§ **AIM**:
In the listing below, write out everything from the line containing "We need ground-truth boxes for dark" down to the line containing "[254,160,297,172]", both ends included, and shift every bounding-box coordinate up by 50. Keep all the lines, leaving the wording lines unchanged.

(Saved entries)
- - -

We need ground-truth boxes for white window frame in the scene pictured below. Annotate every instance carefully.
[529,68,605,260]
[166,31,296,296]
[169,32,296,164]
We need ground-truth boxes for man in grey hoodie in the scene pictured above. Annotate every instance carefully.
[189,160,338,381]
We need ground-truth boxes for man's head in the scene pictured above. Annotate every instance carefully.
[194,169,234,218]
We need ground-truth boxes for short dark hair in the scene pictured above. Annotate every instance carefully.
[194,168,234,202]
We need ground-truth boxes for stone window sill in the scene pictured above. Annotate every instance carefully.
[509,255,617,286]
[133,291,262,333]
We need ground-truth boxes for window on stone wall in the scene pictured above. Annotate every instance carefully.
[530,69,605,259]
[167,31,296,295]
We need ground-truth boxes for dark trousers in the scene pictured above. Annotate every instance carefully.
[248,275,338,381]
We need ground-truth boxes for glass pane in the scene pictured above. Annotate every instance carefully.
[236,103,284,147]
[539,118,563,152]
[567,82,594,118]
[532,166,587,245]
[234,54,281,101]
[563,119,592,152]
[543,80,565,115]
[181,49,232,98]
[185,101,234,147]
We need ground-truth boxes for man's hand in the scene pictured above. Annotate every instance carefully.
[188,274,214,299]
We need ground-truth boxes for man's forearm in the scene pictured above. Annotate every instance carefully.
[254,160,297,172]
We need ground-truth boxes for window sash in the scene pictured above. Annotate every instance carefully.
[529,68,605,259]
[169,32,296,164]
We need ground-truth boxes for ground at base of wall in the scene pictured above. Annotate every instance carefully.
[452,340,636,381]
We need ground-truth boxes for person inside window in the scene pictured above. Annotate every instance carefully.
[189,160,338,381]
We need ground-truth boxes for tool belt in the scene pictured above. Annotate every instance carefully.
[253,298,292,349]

- - -

§ **FINAL ANSWER**:
We need ground-truth boxes for dark trousers in the scene pictured above. Annotate every instance carefully.
[298,325,388,431]
We need ground-truth boxes for glass pane in the scene pictured above. Annotate every instance carefully.
[286,153,334,197]
[589,168,613,202]
[617,132,644,168]
[582,216,637,295]
[284,104,331,151]
[613,169,642,202]
[593,130,615,165]
[231,99,282,148]
[235,151,284,197]
We need ground-truth boxes for man's hand in the scene pictured above. Annotate every instance carefully.
[238,324,264,349]
We need ground-truth boxes for man's forearm in the scene pictured above. Annotate every instance carefully.
[304,210,347,222]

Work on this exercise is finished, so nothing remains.